| Exercise brief |
Can you rewrite the records below, from the line containing "Q: For every instance of the glass" through the line containing "x=424, y=343", with every request left unchanged and each coordinate in the answers adjusted by -51? Include both end lines.

| Available records |
■ ■ ■ ■ ■ ■ ■

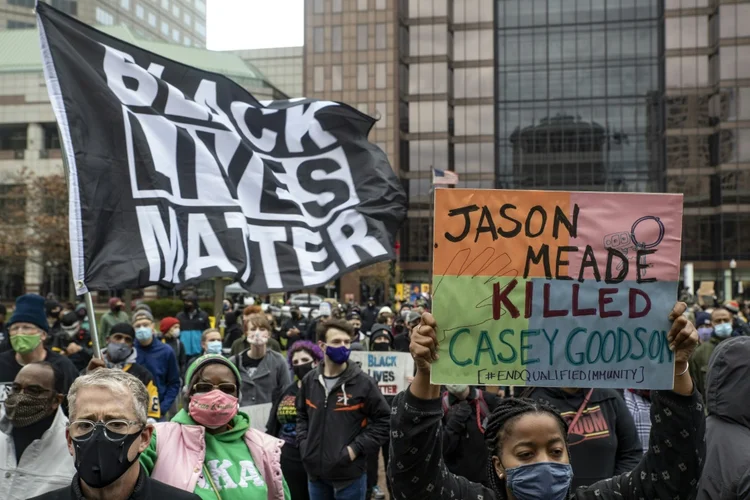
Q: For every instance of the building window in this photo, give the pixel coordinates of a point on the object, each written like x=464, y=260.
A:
x=362, y=77
x=336, y=41
x=381, y=113
x=380, y=76
x=362, y=35
x=19, y=25
x=319, y=79
x=319, y=40
x=104, y=17
x=380, y=37
x=428, y=116
x=337, y=80
x=428, y=78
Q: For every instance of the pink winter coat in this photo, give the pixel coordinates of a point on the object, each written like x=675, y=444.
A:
x=181, y=450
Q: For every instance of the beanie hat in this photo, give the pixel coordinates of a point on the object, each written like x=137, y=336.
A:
x=381, y=331
x=50, y=305
x=143, y=307
x=167, y=323
x=208, y=359
x=142, y=314
x=123, y=328
x=30, y=308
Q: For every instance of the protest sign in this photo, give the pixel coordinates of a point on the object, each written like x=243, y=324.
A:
x=391, y=370
x=258, y=415
x=551, y=288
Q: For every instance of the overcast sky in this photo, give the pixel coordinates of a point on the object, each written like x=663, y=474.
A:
x=254, y=24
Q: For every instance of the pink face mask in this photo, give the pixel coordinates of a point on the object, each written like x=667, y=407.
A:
x=213, y=409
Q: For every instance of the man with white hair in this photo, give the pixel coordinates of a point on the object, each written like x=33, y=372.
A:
x=106, y=435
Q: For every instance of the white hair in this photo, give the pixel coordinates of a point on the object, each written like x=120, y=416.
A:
x=117, y=381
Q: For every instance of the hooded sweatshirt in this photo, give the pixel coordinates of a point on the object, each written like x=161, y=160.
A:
x=604, y=442
x=228, y=459
x=726, y=474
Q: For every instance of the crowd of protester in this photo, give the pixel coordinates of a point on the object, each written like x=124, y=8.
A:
x=158, y=414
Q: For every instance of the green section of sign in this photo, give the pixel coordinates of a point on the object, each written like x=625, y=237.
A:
x=472, y=343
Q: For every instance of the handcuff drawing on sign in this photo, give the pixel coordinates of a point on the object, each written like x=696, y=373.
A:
x=626, y=242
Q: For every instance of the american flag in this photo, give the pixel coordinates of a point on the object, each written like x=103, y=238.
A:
x=444, y=177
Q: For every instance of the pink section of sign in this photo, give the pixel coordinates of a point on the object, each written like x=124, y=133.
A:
x=608, y=220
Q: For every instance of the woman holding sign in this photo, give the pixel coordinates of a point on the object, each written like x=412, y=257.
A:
x=527, y=440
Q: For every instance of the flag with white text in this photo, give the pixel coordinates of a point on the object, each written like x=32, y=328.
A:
x=178, y=175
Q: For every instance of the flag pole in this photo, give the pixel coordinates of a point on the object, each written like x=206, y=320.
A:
x=432, y=222
x=92, y=325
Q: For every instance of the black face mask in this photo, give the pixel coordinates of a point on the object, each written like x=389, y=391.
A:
x=302, y=370
x=99, y=461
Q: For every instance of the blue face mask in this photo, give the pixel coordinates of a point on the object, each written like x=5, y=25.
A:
x=144, y=334
x=213, y=347
x=540, y=481
x=338, y=355
x=723, y=330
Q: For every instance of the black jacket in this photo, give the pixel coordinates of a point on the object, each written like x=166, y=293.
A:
x=726, y=474
x=354, y=414
x=145, y=489
x=464, y=449
x=605, y=441
x=416, y=469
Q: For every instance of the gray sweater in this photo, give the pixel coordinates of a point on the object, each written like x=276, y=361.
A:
x=268, y=380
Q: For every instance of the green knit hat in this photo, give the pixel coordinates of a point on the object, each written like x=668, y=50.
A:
x=208, y=359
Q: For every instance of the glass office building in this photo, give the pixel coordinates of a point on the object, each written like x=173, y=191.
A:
x=579, y=93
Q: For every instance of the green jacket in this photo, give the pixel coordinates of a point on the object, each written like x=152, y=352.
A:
x=699, y=363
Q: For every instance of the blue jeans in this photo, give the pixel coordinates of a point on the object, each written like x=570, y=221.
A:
x=324, y=490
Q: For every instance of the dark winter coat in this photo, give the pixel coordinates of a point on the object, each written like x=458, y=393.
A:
x=145, y=489
x=354, y=414
x=726, y=474
x=667, y=471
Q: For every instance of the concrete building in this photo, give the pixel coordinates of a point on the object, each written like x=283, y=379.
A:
x=638, y=95
x=176, y=21
x=282, y=65
x=29, y=140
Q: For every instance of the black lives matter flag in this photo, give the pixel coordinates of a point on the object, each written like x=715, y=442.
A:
x=178, y=175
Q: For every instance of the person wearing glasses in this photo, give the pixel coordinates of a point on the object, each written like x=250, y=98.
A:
x=33, y=456
x=209, y=447
x=106, y=434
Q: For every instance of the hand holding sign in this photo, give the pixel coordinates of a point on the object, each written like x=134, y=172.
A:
x=424, y=343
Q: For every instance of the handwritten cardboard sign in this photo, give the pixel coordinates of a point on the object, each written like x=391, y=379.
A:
x=391, y=370
x=552, y=288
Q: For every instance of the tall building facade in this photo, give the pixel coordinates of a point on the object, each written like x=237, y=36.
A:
x=707, y=79
x=605, y=95
x=175, y=21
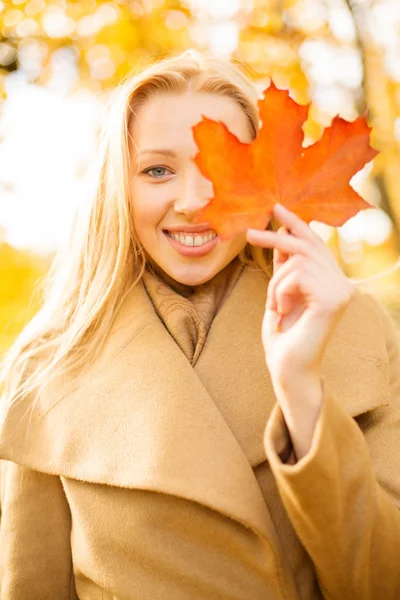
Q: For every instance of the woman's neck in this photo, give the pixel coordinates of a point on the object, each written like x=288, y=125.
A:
x=189, y=290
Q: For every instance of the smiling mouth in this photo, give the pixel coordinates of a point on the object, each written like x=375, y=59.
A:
x=192, y=239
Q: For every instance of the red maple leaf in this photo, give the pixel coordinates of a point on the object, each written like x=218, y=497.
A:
x=249, y=179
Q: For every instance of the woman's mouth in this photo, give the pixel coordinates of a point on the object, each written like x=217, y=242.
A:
x=192, y=244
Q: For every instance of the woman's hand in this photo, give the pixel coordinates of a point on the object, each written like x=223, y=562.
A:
x=306, y=298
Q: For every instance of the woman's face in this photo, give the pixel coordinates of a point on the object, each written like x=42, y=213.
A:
x=169, y=190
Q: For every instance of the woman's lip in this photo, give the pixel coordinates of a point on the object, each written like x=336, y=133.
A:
x=193, y=251
x=190, y=228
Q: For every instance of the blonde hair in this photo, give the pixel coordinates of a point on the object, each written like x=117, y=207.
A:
x=103, y=258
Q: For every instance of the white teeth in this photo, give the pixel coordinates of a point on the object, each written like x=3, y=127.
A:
x=192, y=239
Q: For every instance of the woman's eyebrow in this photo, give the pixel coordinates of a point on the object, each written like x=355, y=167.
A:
x=158, y=151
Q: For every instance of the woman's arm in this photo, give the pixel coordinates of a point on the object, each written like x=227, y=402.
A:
x=35, y=531
x=343, y=496
x=341, y=485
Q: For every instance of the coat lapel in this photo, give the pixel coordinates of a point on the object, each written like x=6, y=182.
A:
x=143, y=417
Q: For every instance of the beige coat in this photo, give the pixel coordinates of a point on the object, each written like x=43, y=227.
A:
x=155, y=477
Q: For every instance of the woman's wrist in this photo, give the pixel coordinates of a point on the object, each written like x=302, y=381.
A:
x=300, y=399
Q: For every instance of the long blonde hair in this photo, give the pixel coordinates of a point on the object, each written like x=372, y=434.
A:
x=103, y=258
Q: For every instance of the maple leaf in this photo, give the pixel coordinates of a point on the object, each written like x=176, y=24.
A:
x=249, y=179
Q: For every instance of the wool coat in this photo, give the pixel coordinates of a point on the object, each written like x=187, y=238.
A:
x=161, y=471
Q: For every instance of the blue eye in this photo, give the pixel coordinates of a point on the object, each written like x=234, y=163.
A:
x=156, y=175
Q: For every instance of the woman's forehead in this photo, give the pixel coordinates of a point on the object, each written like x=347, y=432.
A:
x=170, y=117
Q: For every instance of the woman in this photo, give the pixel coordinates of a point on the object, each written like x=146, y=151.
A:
x=161, y=437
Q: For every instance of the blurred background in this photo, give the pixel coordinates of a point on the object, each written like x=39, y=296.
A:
x=59, y=59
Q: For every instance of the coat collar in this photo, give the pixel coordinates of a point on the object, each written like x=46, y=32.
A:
x=139, y=420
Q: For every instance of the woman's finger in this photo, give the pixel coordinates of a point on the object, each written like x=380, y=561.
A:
x=279, y=257
x=295, y=225
x=296, y=265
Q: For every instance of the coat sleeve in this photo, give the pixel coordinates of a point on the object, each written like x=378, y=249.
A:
x=35, y=530
x=343, y=496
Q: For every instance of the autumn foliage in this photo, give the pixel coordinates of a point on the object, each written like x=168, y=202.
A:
x=249, y=179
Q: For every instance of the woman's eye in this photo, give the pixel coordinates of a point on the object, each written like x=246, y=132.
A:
x=157, y=172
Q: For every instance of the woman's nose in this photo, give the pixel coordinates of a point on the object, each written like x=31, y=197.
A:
x=193, y=195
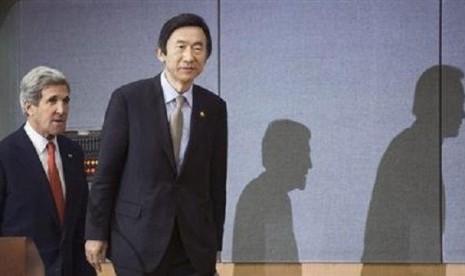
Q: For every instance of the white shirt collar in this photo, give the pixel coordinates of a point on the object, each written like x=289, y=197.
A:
x=39, y=141
x=170, y=93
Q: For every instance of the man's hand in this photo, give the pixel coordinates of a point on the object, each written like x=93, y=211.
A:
x=96, y=252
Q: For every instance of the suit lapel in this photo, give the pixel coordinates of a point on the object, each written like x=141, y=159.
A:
x=162, y=125
x=197, y=127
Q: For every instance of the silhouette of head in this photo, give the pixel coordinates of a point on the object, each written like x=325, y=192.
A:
x=440, y=85
x=286, y=152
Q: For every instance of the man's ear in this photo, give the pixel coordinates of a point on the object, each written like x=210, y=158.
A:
x=160, y=55
x=28, y=107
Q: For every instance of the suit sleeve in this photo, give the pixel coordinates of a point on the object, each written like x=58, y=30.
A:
x=2, y=194
x=218, y=172
x=112, y=158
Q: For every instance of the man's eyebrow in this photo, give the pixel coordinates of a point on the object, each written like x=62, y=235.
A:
x=180, y=41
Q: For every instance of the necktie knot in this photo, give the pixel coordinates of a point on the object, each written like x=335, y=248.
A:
x=179, y=102
x=51, y=146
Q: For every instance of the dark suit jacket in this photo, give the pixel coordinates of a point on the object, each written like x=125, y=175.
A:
x=137, y=194
x=27, y=207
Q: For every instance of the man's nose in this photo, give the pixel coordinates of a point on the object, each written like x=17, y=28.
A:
x=60, y=108
x=187, y=55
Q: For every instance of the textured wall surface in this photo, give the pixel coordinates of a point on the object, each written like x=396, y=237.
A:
x=326, y=154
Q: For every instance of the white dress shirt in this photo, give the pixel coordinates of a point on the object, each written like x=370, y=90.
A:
x=170, y=94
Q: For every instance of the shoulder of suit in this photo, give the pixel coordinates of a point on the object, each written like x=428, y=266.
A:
x=203, y=92
x=66, y=142
x=138, y=86
x=12, y=138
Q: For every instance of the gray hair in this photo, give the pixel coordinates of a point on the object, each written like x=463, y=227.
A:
x=35, y=81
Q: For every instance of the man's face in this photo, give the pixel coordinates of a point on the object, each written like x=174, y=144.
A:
x=186, y=54
x=49, y=116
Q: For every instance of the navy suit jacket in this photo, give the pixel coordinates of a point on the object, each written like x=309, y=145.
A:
x=137, y=193
x=27, y=206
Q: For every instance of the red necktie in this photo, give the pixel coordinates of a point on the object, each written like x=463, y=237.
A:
x=55, y=183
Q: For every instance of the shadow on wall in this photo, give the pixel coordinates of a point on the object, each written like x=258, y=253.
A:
x=263, y=227
x=404, y=218
x=5, y=6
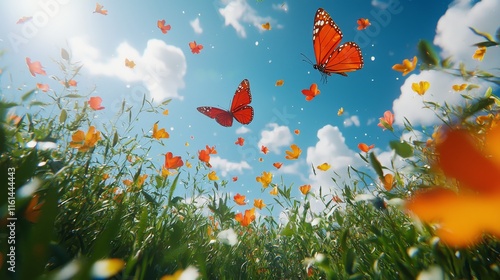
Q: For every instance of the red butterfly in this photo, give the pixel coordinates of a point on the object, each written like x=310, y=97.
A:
x=240, y=108
x=330, y=57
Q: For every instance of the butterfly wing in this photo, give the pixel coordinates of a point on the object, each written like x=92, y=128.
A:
x=326, y=38
x=240, y=108
x=223, y=117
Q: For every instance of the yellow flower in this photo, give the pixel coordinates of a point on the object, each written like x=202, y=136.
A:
x=305, y=189
x=159, y=134
x=265, y=179
x=274, y=191
x=213, y=176
x=259, y=203
x=324, y=166
x=407, y=66
x=420, y=87
x=83, y=142
x=479, y=53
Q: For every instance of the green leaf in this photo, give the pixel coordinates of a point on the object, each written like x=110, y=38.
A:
x=376, y=165
x=402, y=149
x=427, y=53
x=63, y=116
x=115, y=138
x=64, y=54
x=485, y=35
x=27, y=95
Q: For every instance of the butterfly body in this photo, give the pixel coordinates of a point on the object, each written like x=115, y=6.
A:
x=240, y=108
x=331, y=57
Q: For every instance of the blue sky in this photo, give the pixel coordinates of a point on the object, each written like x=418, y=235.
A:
x=237, y=48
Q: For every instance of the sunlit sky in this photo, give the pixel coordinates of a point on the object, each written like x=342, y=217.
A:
x=236, y=47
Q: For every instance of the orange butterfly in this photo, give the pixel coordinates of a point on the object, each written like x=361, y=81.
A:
x=311, y=92
x=164, y=28
x=194, y=47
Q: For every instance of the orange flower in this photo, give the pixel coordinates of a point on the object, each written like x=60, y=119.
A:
x=32, y=212
x=479, y=53
x=294, y=153
x=311, y=92
x=213, y=176
x=421, y=87
x=363, y=23
x=164, y=28
x=264, y=149
x=324, y=166
x=83, y=142
x=259, y=203
x=247, y=218
x=274, y=191
x=304, y=189
x=35, y=67
x=407, y=66
x=129, y=63
x=240, y=141
x=386, y=121
x=159, y=134
x=459, y=87
x=99, y=9
x=365, y=148
x=195, y=48
x=172, y=162
x=265, y=179
x=388, y=181
x=43, y=87
x=240, y=199
x=95, y=103
x=474, y=209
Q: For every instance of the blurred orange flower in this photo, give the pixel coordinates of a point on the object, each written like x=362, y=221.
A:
x=407, y=66
x=83, y=142
x=246, y=219
x=475, y=208
x=386, y=121
x=159, y=134
x=265, y=179
x=240, y=199
x=172, y=162
x=259, y=203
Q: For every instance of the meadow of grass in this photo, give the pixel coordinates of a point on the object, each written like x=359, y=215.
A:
x=89, y=205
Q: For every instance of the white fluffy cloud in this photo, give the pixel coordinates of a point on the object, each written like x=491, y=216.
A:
x=238, y=12
x=352, y=120
x=195, y=24
x=160, y=68
x=275, y=138
x=455, y=39
x=330, y=148
x=225, y=166
x=242, y=130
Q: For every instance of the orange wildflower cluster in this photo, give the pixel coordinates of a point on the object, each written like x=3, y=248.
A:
x=246, y=219
x=464, y=215
x=83, y=142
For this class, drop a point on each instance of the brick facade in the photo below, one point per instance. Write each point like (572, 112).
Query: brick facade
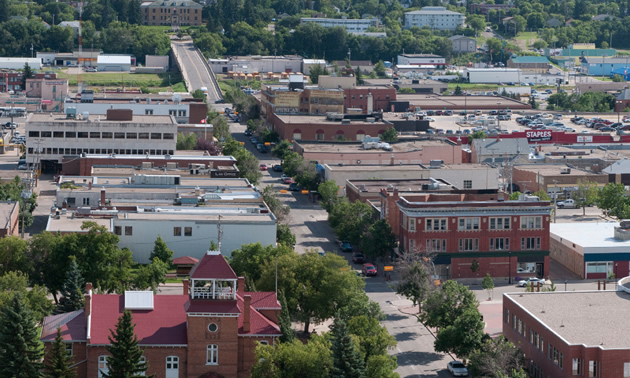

■ ■ ■ ■ ■ ■ ■

| Task solution |
Q: For every instance of the glass office building in this photo, give the pixel coordinates of a point on the object, each written like x=173, y=191.
A:
x=528, y=42
Q: For every instance of the green jacket in this photo, give the pixel coordinates of a point on the object, each written like x=152, y=352.
A:
x=648, y=312
Q: For every instance of the blue jeans in this photo, give the pixel coordinates of a point on the object, each written like x=570, y=221.
A:
x=273, y=439
Q: For every instance of the dark winter coat in this photo, give the pixel coordinates of a point on the object, each written like x=458, y=393.
A:
x=94, y=438
x=303, y=363
x=675, y=423
x=616, y=420
Q: For every instance of the concrete building in this photo, give the pixel coordinates of a point on the object, each written like x=283, y=379.
A:
x=587, y=44
x=125, y=-30
x=231, y=14
x=-22, y=89
Q: For every instance of the black lives matter flag in this photo, give the pixel coordinates of a point on the object, each written like x=715, y=442.
A:
x=127, y=124
Q: For every instance of the person wearing glasses in this photo, give the pixel coordinates of a point on the object, each written like x=250, y=98.
A:
x=-18, y=405
x=158, y=396
x=55, y=383
Q: For every instance of the hand holding sign in this photo, give the pixel coordinates of a point on the object, each written like x=134, y=172.
A:
x=373, y=292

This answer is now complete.